Work instructions ▸ Please copy out every line in the records below that includes the word "blouse".

(Materials provided)

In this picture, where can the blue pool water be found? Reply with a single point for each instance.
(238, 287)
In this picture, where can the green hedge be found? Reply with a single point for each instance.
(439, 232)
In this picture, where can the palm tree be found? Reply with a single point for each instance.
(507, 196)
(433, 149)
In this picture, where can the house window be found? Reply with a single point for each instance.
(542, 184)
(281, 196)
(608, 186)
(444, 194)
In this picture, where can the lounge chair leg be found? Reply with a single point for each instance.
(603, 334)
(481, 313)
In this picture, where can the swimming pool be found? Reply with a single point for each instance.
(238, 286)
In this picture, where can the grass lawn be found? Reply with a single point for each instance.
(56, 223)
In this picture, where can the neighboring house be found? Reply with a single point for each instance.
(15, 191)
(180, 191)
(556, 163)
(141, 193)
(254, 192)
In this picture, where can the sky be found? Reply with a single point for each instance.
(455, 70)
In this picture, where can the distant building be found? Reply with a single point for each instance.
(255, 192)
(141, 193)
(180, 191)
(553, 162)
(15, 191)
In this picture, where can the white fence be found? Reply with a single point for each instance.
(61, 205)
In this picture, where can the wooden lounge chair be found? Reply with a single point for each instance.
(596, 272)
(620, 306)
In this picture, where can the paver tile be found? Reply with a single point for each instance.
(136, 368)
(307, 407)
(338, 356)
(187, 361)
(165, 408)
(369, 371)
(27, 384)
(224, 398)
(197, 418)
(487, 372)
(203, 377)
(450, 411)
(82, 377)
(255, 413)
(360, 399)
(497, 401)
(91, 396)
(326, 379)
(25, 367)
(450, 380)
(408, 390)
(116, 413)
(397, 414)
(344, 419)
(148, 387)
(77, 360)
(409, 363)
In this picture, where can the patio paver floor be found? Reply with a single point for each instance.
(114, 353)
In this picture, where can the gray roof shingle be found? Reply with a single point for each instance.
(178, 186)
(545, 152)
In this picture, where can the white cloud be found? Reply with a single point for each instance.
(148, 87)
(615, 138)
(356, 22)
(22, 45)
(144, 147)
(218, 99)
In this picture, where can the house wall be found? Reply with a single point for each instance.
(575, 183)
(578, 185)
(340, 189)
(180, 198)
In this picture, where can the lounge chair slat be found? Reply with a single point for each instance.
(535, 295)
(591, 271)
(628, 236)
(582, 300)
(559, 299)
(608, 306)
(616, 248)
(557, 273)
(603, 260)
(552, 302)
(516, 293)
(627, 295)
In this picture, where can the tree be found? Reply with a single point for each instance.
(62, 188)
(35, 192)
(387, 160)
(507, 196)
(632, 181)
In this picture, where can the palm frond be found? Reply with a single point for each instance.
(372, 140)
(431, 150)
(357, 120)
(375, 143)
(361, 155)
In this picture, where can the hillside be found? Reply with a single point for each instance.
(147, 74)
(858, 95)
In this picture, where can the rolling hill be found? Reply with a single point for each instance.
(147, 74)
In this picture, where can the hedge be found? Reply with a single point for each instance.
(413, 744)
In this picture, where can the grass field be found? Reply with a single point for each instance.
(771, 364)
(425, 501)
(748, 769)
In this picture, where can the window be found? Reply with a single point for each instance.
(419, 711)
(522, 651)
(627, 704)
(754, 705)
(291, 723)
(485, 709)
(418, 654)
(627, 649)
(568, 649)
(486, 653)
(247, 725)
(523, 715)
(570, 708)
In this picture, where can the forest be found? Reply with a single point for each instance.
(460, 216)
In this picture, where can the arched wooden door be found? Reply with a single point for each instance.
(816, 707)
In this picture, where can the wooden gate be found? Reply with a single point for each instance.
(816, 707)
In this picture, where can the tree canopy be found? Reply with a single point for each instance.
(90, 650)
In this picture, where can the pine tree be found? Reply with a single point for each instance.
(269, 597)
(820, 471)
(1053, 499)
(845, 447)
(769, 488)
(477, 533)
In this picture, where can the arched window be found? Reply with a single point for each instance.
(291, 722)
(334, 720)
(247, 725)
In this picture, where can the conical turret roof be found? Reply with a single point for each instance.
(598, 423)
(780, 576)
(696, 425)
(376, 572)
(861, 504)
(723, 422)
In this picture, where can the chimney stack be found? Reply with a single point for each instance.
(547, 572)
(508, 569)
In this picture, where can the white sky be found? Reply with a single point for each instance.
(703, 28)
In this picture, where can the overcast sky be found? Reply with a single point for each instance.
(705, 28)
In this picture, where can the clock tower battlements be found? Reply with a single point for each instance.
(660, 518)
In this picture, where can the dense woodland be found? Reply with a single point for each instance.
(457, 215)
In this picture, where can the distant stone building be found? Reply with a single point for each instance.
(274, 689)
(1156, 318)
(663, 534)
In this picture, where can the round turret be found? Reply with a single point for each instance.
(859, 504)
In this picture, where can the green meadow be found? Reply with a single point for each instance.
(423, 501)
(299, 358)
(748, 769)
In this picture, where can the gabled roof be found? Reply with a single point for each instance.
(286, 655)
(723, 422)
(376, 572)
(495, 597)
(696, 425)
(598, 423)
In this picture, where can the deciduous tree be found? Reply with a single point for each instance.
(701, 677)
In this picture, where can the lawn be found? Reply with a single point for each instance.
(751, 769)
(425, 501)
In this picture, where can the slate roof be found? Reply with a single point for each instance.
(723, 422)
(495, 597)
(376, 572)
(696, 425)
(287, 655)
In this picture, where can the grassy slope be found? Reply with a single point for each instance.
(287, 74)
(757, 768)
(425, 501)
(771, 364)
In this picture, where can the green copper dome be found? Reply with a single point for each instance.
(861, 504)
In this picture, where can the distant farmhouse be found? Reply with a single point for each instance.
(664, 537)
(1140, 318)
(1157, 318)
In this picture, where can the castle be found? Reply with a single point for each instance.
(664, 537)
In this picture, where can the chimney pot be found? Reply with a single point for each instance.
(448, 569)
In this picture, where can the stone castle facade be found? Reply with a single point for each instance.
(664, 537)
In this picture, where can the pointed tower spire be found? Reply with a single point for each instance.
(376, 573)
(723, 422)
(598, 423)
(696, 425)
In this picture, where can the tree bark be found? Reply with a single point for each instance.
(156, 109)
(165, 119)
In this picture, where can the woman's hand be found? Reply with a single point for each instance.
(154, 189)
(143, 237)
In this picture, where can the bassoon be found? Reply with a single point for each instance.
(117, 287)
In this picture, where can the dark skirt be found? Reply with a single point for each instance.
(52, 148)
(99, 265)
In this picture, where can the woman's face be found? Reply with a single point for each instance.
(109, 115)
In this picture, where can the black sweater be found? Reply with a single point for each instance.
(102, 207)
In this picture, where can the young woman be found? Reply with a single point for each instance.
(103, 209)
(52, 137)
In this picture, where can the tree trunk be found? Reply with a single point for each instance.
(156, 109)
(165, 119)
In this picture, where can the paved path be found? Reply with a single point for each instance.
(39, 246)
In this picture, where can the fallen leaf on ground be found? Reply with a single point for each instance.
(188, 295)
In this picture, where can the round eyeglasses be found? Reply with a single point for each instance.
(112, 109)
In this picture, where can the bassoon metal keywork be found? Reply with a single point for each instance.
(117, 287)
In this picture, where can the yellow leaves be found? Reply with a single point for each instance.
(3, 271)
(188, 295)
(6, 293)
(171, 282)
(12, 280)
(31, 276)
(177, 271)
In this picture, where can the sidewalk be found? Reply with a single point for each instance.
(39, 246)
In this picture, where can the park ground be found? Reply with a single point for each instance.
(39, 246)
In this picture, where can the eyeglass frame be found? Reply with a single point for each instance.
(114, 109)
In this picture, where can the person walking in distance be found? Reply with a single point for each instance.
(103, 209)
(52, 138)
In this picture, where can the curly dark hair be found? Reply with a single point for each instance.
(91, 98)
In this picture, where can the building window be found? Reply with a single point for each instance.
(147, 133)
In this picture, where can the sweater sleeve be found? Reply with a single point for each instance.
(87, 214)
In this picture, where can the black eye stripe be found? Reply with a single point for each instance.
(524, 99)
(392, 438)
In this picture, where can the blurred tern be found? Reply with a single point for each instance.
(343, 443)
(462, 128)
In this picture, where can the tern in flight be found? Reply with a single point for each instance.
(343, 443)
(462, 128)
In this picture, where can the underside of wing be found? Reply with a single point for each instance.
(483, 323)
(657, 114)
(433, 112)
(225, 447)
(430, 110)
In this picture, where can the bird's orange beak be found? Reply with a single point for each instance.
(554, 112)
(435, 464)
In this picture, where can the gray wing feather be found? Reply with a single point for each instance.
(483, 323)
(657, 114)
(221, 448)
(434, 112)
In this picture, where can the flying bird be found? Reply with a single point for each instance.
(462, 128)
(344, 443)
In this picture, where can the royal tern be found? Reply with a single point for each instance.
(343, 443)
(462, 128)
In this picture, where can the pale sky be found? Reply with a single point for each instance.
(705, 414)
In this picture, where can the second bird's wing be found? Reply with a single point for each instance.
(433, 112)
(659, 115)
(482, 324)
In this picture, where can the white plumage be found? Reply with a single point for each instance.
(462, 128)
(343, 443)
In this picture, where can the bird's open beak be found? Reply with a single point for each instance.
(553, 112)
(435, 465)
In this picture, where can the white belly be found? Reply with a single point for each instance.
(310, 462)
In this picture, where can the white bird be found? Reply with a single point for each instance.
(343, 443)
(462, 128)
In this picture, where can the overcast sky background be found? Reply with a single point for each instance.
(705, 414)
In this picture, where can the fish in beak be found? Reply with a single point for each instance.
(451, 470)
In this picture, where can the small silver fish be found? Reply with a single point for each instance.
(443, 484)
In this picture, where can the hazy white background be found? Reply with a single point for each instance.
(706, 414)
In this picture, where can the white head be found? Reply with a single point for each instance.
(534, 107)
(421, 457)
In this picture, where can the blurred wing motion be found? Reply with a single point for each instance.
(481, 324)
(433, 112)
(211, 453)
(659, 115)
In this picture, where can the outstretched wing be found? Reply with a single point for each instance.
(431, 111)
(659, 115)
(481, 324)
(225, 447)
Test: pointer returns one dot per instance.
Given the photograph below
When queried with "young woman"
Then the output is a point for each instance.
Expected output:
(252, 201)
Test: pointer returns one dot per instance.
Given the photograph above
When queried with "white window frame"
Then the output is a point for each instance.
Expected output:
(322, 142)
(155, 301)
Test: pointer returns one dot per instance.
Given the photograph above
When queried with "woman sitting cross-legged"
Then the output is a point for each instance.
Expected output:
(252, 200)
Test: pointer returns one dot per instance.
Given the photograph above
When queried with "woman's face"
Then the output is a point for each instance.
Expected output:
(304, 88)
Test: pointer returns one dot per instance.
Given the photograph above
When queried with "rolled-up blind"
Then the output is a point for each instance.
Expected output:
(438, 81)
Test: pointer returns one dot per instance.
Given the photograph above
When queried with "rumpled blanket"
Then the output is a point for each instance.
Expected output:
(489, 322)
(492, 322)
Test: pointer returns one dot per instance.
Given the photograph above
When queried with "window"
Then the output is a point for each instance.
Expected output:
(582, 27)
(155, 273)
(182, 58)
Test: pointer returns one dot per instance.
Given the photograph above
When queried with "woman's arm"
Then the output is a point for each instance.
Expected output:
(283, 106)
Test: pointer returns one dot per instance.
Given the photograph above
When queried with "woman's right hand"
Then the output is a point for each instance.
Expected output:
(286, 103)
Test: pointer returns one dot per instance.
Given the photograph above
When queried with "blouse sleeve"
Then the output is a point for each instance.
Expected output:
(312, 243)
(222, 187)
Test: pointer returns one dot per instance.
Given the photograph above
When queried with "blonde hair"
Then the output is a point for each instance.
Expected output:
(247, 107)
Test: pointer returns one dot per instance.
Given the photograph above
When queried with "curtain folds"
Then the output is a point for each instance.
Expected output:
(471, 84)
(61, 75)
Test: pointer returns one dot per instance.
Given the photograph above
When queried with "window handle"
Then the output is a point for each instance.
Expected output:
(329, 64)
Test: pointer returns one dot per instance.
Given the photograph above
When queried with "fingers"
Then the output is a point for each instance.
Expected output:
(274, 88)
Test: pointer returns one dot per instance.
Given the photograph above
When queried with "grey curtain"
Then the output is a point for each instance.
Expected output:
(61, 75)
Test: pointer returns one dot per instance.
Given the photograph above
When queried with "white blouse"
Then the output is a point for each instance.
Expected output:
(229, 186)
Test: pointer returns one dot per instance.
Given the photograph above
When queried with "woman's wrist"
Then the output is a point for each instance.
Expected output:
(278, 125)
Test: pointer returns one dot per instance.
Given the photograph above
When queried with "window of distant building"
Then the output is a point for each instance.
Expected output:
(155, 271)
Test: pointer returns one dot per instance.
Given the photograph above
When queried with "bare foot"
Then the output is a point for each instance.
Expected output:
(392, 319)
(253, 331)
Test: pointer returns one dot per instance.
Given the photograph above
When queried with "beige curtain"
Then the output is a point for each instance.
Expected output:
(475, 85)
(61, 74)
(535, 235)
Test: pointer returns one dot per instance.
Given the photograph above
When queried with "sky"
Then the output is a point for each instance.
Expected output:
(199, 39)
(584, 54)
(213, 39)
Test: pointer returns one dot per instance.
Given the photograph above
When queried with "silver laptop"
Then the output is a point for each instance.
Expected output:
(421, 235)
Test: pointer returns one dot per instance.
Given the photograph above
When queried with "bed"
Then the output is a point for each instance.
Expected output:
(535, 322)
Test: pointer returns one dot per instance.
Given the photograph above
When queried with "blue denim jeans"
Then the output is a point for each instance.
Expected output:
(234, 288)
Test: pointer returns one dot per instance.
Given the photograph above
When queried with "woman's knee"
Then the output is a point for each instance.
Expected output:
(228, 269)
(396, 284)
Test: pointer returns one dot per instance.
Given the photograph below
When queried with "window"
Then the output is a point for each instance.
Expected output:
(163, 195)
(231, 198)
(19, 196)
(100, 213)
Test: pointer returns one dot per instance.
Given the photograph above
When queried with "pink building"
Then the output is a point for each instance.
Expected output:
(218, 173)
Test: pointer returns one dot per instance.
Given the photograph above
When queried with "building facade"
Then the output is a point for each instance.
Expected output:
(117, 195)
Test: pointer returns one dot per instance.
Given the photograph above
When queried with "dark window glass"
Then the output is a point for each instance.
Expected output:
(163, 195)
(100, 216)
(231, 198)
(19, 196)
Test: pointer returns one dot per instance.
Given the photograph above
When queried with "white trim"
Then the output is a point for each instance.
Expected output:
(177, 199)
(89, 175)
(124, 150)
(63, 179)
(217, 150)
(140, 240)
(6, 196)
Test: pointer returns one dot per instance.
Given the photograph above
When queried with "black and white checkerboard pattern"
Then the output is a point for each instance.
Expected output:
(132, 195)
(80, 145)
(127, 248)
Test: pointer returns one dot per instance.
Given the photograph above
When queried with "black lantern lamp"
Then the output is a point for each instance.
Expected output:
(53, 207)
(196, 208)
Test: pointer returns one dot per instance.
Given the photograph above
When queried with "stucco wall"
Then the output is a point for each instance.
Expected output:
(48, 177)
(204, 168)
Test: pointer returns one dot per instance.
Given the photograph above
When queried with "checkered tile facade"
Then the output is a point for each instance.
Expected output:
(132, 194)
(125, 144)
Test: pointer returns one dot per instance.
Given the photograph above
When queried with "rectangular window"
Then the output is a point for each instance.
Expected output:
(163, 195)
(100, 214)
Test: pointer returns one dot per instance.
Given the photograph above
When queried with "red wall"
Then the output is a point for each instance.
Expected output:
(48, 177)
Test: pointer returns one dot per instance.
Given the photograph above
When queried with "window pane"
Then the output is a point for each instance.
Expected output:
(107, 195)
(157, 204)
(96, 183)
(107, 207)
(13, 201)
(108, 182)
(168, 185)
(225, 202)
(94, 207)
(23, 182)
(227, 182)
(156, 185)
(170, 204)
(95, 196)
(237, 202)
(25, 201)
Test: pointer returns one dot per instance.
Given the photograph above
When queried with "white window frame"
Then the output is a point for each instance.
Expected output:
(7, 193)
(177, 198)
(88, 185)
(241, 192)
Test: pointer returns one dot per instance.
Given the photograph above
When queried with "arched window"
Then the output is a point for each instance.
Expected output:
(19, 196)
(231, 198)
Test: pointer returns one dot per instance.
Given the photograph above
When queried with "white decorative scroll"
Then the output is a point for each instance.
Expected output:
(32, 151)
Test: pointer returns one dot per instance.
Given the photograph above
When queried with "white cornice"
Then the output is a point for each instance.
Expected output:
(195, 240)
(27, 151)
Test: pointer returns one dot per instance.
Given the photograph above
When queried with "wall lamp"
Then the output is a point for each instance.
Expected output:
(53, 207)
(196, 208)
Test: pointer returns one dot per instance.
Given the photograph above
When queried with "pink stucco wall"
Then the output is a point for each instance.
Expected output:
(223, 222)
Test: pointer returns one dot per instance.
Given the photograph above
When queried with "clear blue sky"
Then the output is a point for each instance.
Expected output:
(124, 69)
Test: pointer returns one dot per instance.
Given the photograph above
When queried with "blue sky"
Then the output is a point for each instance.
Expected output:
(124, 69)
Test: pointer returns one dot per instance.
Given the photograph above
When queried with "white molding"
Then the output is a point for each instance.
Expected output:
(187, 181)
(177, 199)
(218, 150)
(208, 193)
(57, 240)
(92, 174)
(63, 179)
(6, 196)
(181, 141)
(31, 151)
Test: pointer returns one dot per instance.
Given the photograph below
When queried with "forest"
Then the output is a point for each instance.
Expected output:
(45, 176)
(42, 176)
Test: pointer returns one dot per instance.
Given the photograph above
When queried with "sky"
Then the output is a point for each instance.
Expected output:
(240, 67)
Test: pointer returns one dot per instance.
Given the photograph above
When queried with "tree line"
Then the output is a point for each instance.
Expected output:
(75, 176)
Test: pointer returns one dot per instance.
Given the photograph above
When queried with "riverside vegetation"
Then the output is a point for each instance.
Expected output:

(End Materials provided)

Reply ▸
When queried with "blouse sleeve"
When queried with "white blouse"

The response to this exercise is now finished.